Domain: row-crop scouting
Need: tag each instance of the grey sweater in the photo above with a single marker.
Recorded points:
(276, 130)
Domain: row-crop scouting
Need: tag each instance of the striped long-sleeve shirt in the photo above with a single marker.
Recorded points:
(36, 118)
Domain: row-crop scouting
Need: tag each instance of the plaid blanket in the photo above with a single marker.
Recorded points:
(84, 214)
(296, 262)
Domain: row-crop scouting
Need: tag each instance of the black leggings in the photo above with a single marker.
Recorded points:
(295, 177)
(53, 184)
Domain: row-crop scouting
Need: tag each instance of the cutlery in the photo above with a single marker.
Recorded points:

============================================================

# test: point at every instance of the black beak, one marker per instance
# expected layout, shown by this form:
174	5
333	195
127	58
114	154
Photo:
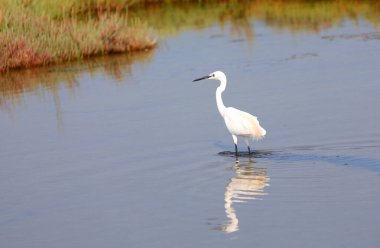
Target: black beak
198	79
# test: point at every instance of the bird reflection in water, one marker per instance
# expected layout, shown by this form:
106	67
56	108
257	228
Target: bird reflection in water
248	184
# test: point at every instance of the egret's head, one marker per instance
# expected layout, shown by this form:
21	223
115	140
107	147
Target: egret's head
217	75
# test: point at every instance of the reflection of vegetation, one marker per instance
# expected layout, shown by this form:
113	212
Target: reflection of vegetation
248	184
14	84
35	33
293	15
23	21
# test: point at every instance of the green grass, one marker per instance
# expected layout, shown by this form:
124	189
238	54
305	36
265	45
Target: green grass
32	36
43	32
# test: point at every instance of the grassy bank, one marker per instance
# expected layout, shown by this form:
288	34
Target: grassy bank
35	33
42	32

============================================================

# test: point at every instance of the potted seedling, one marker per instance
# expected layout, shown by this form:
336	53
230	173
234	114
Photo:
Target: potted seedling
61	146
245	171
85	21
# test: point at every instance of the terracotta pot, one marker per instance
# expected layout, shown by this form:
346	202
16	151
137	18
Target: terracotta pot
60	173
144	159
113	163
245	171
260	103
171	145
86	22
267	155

============================================================

PROBLEM: Work out how many lines in the entries contain the string "above", then reply with that number and nothing more.

SOLUTION FOR THIS TASK: 5